**Recorded information**
☆ ☆ ☆ ☆ ☆ ☆ ☆
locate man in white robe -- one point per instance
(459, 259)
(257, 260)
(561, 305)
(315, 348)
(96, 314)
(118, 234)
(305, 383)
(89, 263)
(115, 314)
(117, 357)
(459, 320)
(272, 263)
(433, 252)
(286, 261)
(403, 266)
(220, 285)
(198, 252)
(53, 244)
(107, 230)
☆ ☆ ☆ ☆ ☆ ☆ ☆
**Written problem**
List every line in the records above that contains the word "white", reproducing each such line in full.

**Written solution**
locate man in white robe -- one point per instance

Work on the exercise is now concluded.